Task to carry out
Copy the material below verbatim, line for line.

Point annotation data
____________

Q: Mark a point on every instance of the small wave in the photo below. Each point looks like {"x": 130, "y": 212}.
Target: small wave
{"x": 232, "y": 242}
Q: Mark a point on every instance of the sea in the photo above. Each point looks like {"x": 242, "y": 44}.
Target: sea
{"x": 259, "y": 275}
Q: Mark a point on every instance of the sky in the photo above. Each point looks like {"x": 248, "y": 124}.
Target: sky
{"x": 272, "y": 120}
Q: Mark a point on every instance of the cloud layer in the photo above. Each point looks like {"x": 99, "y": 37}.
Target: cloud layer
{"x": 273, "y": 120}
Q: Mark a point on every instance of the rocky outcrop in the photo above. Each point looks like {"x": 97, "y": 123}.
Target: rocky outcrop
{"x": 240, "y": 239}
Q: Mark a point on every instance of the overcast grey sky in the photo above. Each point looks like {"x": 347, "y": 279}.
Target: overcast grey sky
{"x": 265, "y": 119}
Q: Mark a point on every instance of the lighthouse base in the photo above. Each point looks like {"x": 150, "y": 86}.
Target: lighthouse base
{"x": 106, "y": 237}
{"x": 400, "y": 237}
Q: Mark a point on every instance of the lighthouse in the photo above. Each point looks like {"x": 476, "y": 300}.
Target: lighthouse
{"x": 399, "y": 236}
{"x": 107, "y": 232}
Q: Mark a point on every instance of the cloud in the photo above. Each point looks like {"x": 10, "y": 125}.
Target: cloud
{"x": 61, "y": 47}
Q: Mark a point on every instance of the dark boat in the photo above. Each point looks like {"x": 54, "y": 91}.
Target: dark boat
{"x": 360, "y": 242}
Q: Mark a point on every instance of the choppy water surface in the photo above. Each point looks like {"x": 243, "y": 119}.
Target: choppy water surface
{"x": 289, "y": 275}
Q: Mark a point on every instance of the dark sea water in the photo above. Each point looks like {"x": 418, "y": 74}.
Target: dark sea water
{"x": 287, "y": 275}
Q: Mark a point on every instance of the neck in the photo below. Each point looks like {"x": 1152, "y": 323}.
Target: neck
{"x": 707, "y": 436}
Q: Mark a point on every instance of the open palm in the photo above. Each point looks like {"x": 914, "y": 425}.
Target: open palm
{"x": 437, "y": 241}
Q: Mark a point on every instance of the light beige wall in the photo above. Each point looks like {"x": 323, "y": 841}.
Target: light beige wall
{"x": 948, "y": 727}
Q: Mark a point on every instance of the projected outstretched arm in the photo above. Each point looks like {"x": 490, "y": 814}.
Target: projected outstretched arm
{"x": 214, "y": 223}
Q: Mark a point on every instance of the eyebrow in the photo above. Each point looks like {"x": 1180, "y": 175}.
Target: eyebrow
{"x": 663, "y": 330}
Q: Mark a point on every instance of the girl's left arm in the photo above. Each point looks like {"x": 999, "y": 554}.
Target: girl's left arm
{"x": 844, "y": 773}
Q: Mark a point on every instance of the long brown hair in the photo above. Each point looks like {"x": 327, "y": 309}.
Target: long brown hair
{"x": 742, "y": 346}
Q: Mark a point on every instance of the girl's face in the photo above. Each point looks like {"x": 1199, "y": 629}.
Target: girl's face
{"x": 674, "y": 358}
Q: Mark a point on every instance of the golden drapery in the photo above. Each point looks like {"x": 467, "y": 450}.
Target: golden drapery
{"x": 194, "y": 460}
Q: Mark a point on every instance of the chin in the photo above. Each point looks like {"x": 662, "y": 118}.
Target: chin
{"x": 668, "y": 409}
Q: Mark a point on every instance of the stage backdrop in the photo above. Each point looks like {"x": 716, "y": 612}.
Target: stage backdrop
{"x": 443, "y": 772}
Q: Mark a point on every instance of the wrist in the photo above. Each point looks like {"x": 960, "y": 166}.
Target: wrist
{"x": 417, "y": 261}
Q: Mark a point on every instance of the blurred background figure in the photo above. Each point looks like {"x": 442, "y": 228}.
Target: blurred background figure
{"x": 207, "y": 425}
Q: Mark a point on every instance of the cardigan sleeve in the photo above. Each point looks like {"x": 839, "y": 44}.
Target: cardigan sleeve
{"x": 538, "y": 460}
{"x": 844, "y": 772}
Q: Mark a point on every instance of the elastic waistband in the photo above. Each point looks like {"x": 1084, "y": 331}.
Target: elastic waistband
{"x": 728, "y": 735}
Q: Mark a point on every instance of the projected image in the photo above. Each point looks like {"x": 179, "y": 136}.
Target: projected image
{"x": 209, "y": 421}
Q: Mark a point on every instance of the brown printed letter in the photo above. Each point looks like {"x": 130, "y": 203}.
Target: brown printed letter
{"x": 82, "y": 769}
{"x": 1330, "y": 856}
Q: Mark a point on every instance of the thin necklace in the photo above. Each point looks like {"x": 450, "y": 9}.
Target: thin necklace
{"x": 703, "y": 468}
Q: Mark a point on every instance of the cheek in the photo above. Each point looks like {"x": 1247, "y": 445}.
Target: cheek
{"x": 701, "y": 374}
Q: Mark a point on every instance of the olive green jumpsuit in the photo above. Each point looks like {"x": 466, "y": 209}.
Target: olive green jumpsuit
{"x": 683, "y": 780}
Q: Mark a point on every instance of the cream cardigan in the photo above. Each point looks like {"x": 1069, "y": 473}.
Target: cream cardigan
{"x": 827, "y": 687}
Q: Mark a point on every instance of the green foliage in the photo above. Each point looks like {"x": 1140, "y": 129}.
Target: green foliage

____________

Response to this exercise
Q: Mark a point on every instance of the small wave in the photo below. Each point looks like {"x": 130, "y": 212}.
Target: small wave
{"x": 232, "y": 242}
Q: Mark a point on every instance of the sea in the photo above. Each point looks like {"x": 242, "y": 44}.
Target: sea
{"x": 259, "y": 275}
Q: Mark a point on every instance of the sky in the photo above. Each point looks like {"x": 248, "y": 124}.
Target: sky
{"x": 272, "y": 120}
Q: Mark a point on every instance of the cloud layer in the photo above. Each point looks like {"x": 99, "y": 37}.
Target: cloud layer
{"x": 273, "y": 120}
Q: Mark a point on every instance of the rocky outcrop in the photo above. Each point looks like {"x": 97, "y": 123}.
Target: rocky outcrop
{"x": 240, "y": 239}
Q: Mark a point on every instance of the overcast grey sky in the photo above. Each point looks like {"x": 347, "y": 279}.
Target: overcast grey sky
{"x": 265, "y": 119}
Q: Mark a point on every instance of the lighthouse base in the photo above. Each point looks like {"x": 150, "y": 86}.
Target: lighthouse base
{"x": 106, "y": 237}
{"x": 400, "y": 237}
Q: Mark a point on every instance of the lighthouse in the photo above. Each point looks like {"x": 476, "y": 300}.
Target: lighthouse
{"x": 399, "y": 236}
{"x": 107, "y": 232}
Q: Mark a point on every instance of the cloud in the photo above. Each point looks like {"x": 10, "y": 125}.
Target: cloud
{"x": 61, "y": 47}
Q: Mark a point on every instance of the dark boat in the photo above. Each point looks like {"x": 54, "y": 91}.
Target: dark boat
{"x": 360, "y": 242}
Q: Mark a point on every instance of the choppy water surface in the photo above. Each point looks like {"x": 243, "y": 119}.
Target: choppy water surface
{"x": 289, "y": 275}
Q: Mark a point on every instance of the dark sea water in the photo above. Each point looks like {"x": 418, "y": 74}.
Target: dark sea water
{"x": 287, "y": 275}
Q: Mark a point on every instance of the neck in the photo below. Each point looks like {"x": 1152, "y": 323}.
Target: neck
{"x": 707, "y": 436}
Q: Mark a point on every instance of the open palm in the photo above. Each point looks like {"x": 914, "y": 425}.
Target: open palm
{"x": 437, "y": 241}
Q: Mark a point on every instance of the light beige wall in the photo above. Each point looks like {"x": 323, "y": 841}.
Target: light beige wall
{"x": 948, "y": 727}
Q: Mark a point on every instance of the projected outstretched arm in the photo above. Each point looks like {"x": 490, "y": 814}.
Target: projected outstretched arm
{"x": 214, "y": 223}
Q: Mark a point on every instance of the eyebrow in the photo above. Each point looks like {"x": 1180, "y": 175}.
Target: eyebrow
{"x": 663, "y": 330}
Q: Mark a point on every instance of the girl's left arm in the photo above. Each point looks like {"x": 999, "y": 554}.
Target: girl's left arm
{"x": 844, "y": 773}
Q: Mark a point on every instance of the long brown hair in the photo above. Each point looks like {"x": 327, "y": 309}.
Target: long brown hair
{"x": 742, "y": 346}
Q: Mark a point on every instance of the girl's face in the photo above. Each point looks like {"x": 1199, "y": 629}.
Target: girl's face
{"x": 674, "y": 358}
Q: Mark a point on every instance of the golden drapery in the photo above. Each point looks like {"x": 467, "y": 450}.
Target: golden drapery
{"x": 194, "y": 460}
Q: Mark a point on every instance of the chin in the photo above. Each point looks like {"x": 662, "y": 118}.
Target: chin
{"x": 668, "y": 409}
Q: Mark a point on every instance of the stage backdrop in the photo above. Each point looks like {"x": 716, "y": 612}.
Target: stage backdrop
{"x": 443, "y": 772}
Q: Mark a point on every instance of the wrist in the photo above. Each point looks like {"x": 960, "y": 166}.
Target: wrist
{"x": 417, "y": 261}
Q: Mark a point on every instance of the blurred background figure in the photo above. Each point looks like {"x": 442, "y": 228}.
Target: blurred background figure
{"x": 207, "y": 425}
Q: Mark a point on every instance of the cardigan sleeve in the photo above. Each point looks like {"x": 839, "y": 44}.
Target: cardigan sleeve
{"x": 538, "y": 460}
{"x": 844, "y": 772}
Q: Mark a point on every instance of the elastic waistband in the photo above. Each point looks like {"x": 1084, "y": 331}.
Target: elastic waistband
{"x": 728, "y": 735}
Q: Mark a point on every instance of the projected image in the photo above. Each point looks like {"x": 179, "y": 136}.
Target: projected image
{"x": 209, "y": 421}
Q: Mark a point on every instance of the brown printed letter in the photo above. Each point looks like {"x": 130, "y": 203}.
Target: brown printed letter
{"x": 82, "y": 769}
{"x": 1330, "y": 856}
Q: Mark a point on every instance of the thin necklace in the photo above. Each point looks like {"x": 450, "y": 9}.
Target: thin necklace
{"x": 703, "y": 468}
Q: Mark a point on every instance of the cheek in the photo above. Each point looks like {"x": 1247, "y": 445}.
Target: cheek
{"x": 701, "y": 374}
Q: Mark a point on every instance of the olive green jumpsuit in the photo above. Each point looks like {"x": 466, "y": 209}.
Target: olive green jumpsuit
{"x": 683, "y": 780}
Q: Mark a point on every instance of the cream cardigan in the photo above. Each point looks like {"x": 1069, "y": 473}.
Target: cream cardigan
{"x": 827, "y": 687}
Q: Mark a point on every instance of the green foliage in the photo above. Each point looks like {"x": 1140, "y": 129}.
Target: green foliage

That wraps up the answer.